- **WHAT YOU WILL DO**: Write the next part of the account of the walk over Wardlow Hay Cop and into Cressbrook Dale, carrying on after its final sentence.

- **PASSAGE TO READ**:
-- begin --

Friday 11 May 2018

Wardlow Hay Cop and Cressbrook Dale

Cressbrook Dale is a beautiful limestone valley just north west of Bakewell. It's one of my favourite spots in the White Peak and there's no better time of year to visit it than spring, when its wildflowers put on a breathtaking display. If you walk the full length of the dale, you'll find yourself in ash woodland at the southern end and here in May the air is rich with the aroma of wild garlic. We've done a circuit that takes in those woods and the beautiful expanse of ramson flowers that spreads below their canopy, which you can read about here.

Wild garlic in Cressbrook Dale in May 2015.

For our most recent visit, though, we mainly wanted to show my mum the wildflowers that thrive in the limestone grassland here. With this in mind, we plotted a shorter walk from Wardlow into the northern part of the dale but added a diversion onto Wardlow Hay Cop, a modest hill above the valley with superb 360 degree views.

Once parked up near the Church of the Good Shepherd, we made for a public footpath that connects the village with the dale.  There was no doubt that spring had arrived in Wardlow, with plants - wild and cultivated - in bloom all over the verges and gardens. One colour dominated, yellow, the dandelions taking over where the fading daffodils had left off.



This much-maligned plant, which provides a valuable nectar source for bees and other invertebrates, had spread its cheery flowers across the patchwork of meadows on the outskirts of the village too, we noted, as we followed the footpath between dry stone walls towards Cressbrook Dale.




At the end of the enclosed path, we came to a stone stile. Once over this we were at the top of the dale, with superb views down into the valley. Hawthorn trees, now in full leaf, dotted the steep slopes of the dale and exposed limestone scars gleamed in the sun.

-- end --

- **MATERIAL SHOWN**:
-- begin --

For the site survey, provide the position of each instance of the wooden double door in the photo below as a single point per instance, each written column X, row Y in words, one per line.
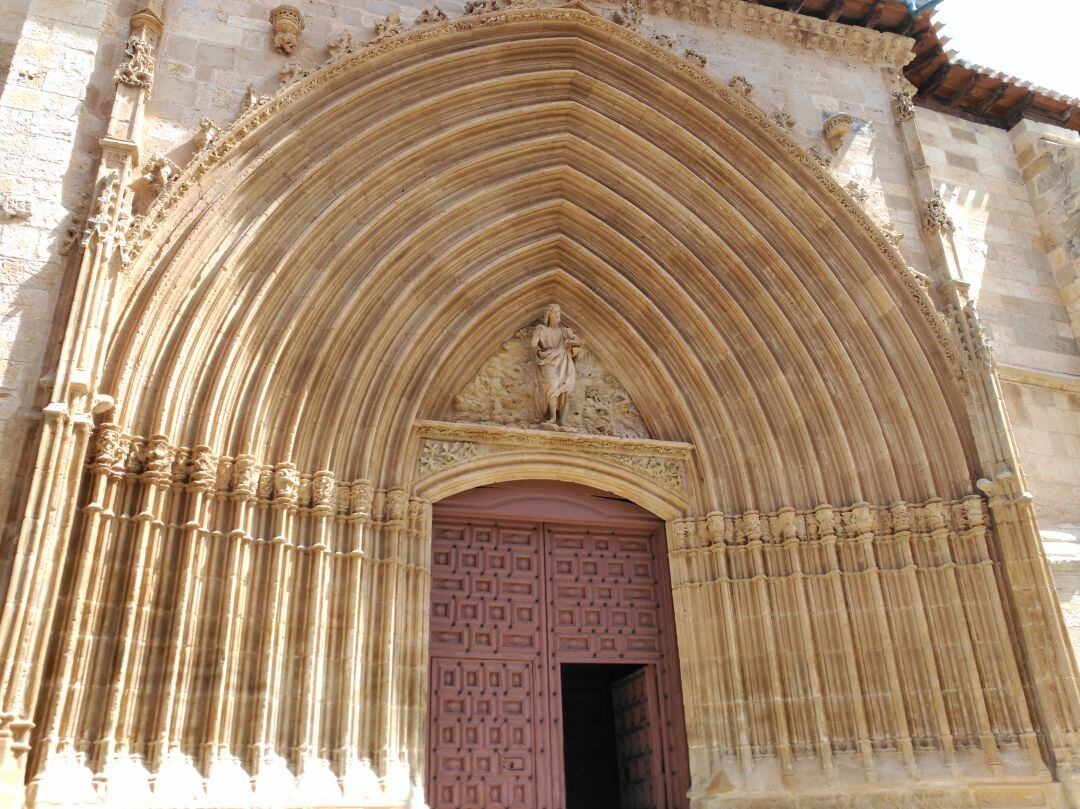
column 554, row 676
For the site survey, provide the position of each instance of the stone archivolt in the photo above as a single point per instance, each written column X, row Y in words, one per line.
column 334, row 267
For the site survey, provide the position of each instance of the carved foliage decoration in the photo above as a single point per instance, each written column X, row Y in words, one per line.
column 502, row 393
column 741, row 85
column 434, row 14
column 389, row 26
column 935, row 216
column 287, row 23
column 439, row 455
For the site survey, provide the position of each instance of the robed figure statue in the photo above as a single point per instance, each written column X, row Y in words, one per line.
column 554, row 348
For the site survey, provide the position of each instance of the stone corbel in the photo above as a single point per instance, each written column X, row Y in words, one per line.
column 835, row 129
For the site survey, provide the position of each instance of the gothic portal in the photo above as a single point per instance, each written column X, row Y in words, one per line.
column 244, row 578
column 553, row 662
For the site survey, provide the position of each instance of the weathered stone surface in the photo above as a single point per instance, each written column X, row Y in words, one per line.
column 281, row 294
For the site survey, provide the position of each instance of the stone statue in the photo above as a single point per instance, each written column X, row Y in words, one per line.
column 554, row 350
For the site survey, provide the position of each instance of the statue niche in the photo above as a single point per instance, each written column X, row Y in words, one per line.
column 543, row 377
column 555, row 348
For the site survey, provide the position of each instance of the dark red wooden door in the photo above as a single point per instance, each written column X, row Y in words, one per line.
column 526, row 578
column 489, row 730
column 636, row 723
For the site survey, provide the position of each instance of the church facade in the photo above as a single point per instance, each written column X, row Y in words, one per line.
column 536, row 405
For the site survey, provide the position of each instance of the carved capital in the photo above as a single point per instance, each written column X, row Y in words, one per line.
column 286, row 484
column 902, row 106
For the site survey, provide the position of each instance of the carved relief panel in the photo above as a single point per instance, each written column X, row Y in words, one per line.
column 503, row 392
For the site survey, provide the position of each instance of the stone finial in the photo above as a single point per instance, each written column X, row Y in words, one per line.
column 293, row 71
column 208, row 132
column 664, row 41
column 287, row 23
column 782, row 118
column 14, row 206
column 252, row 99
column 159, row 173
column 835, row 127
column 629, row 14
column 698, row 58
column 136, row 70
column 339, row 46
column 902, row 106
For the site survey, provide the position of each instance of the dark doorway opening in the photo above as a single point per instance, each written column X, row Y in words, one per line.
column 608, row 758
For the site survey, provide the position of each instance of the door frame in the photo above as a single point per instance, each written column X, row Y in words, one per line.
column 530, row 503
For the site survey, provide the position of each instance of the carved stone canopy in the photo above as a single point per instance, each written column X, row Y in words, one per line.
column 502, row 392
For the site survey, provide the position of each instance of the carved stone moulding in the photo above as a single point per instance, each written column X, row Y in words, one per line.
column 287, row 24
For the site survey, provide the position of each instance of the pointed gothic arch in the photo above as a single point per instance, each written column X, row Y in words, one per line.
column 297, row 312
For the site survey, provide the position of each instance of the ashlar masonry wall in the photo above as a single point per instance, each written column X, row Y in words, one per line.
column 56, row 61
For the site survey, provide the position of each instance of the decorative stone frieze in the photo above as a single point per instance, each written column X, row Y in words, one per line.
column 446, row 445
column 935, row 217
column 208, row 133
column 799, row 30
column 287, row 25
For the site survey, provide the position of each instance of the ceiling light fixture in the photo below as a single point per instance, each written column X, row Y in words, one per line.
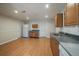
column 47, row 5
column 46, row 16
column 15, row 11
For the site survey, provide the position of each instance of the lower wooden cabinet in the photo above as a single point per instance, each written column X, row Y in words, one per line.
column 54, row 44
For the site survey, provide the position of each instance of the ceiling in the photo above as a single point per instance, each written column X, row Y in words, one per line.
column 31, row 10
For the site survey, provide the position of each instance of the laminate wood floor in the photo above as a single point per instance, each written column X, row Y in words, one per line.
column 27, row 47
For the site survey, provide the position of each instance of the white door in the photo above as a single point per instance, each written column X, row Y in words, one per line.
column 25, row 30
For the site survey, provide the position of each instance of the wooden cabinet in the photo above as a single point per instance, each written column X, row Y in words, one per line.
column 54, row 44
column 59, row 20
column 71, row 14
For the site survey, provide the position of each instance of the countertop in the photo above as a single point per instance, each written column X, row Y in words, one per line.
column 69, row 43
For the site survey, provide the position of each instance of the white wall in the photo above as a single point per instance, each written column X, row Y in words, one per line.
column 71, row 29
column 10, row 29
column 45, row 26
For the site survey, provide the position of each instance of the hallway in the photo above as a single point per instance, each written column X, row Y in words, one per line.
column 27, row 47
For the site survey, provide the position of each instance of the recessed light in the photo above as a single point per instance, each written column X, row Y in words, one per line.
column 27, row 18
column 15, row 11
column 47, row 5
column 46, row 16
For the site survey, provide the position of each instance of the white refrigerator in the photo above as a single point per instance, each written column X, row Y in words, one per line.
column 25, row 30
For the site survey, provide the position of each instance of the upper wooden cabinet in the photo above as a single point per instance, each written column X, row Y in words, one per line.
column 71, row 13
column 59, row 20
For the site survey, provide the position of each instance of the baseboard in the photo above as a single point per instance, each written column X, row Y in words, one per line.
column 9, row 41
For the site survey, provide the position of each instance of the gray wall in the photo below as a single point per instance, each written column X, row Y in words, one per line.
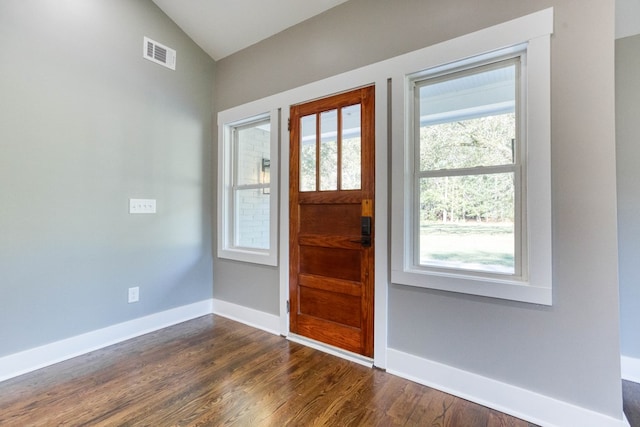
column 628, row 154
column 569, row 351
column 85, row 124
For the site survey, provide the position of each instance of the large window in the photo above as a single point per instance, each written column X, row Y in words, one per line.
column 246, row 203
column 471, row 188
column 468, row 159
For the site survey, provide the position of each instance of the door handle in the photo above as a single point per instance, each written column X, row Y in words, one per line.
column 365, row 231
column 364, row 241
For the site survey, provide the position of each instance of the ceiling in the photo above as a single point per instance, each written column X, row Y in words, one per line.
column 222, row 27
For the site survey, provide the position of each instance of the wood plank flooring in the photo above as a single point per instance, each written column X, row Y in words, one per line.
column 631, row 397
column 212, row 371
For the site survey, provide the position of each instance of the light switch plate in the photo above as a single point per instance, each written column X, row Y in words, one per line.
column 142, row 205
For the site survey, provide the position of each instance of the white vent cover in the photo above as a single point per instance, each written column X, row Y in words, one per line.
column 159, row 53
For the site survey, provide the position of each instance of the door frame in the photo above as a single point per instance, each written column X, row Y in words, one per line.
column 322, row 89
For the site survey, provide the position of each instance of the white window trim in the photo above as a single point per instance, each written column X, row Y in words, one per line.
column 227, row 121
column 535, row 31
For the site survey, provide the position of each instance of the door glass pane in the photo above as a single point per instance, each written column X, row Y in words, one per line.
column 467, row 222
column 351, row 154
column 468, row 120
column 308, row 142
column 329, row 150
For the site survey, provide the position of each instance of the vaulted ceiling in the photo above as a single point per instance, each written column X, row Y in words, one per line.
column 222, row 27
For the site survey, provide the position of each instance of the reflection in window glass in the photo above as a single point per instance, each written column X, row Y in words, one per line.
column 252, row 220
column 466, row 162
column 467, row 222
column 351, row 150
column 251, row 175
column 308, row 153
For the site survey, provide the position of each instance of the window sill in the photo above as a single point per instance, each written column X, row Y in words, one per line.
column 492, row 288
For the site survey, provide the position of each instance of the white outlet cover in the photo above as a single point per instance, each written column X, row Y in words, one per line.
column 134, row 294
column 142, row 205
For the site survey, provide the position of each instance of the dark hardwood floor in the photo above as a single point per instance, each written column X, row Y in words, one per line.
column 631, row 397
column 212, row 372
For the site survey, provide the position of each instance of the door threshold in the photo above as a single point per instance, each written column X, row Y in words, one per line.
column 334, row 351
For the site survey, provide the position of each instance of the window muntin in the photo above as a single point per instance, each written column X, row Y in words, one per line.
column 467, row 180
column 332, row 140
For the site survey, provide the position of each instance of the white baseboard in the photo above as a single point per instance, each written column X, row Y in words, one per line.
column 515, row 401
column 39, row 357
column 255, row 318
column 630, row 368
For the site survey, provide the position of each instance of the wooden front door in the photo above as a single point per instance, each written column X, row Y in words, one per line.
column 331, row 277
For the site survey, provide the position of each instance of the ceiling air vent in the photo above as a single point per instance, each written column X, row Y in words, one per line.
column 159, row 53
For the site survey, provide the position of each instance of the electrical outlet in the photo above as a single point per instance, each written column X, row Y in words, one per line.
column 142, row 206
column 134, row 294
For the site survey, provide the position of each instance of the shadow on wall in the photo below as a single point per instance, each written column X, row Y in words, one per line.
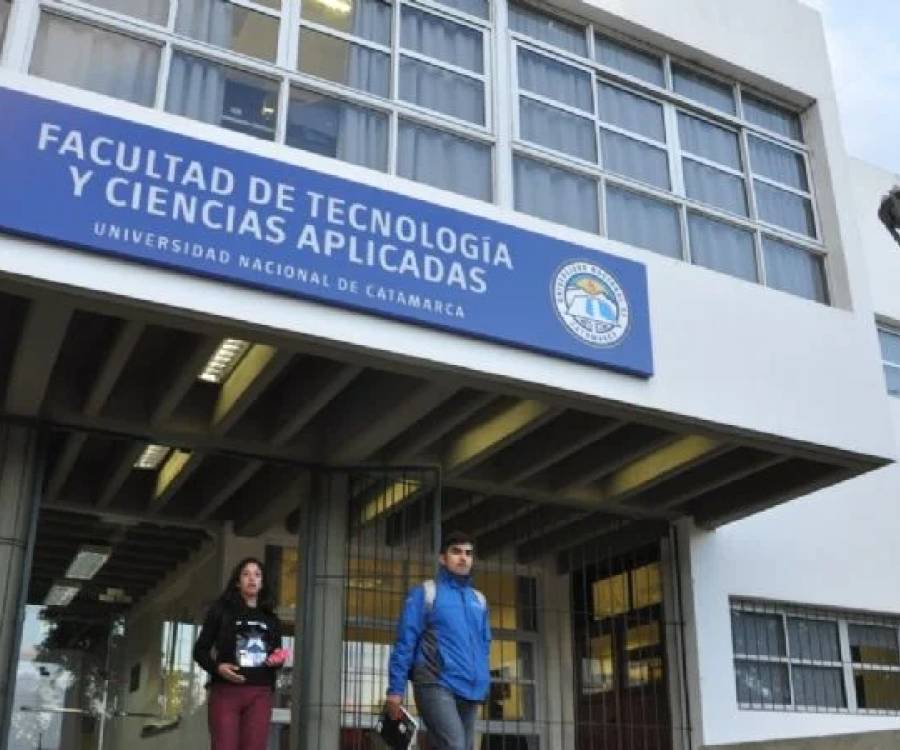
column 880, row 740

-- end --

- **IN RESPONSE**:
All around us in the turf were swathes of flowers - wood anemones and lesser celandine, common violets and mountain pansies, and of course the early purple orchids for which the dale is renowned.

Early purple orchid and wood anemone.
Wood anemone.
Common violet.
Lesser celandine.
Early purple orchid.
Early purple orchid.

We followed the path south west below farmland to a small gate. The public footpath continues on the same course, descending the steep hillside into the southern end of the valley and the woodland below, but there is a narrow trod that stays high above the dale and sticks close to the dry stone wall.

The southern end of Cressbrook Dale.

If you take this sometimes indistinct higher level route, it brings you to another small gate in the wall directly below Wardlow Hay Cop. The hilltop is access land and there's a sign explaining how the scrub on this patch of land is carefully managed to restore and maintain its delicate ecosystem.

Hairy rock-cress.
Wardlow Hay Cop.

On the other side of the gate isolated trees stood aloof from one another across the hillside and between them the wood anemones really came into their own.




The cowslips and orchids were giving them a run for their money; violets and mountain pansies too, although their tiny flowers were half-hidden by the grass and you had to look more keenly to pick them out. There were plenty of them, far more than when we'd visited the week before.






Not to be outdone by their more colourful competitors, some of the anemones had appeared in pink garb - though the only ones I managed to get a photo of in the breeze looked sadly a little unkempt and ragged around the edges.



It's only a short walk to the summit, which is surmounted by an OS trig column and thronged with primroses. The views from here take in the Derbyshire Dales and in good visibility you can see the wind turbines near Carsington Water slowly revolving on the horizon. It was a little too hazy to the south to see them on this visit but the bright greens of the hills around us left no doubt that spring was in full flow.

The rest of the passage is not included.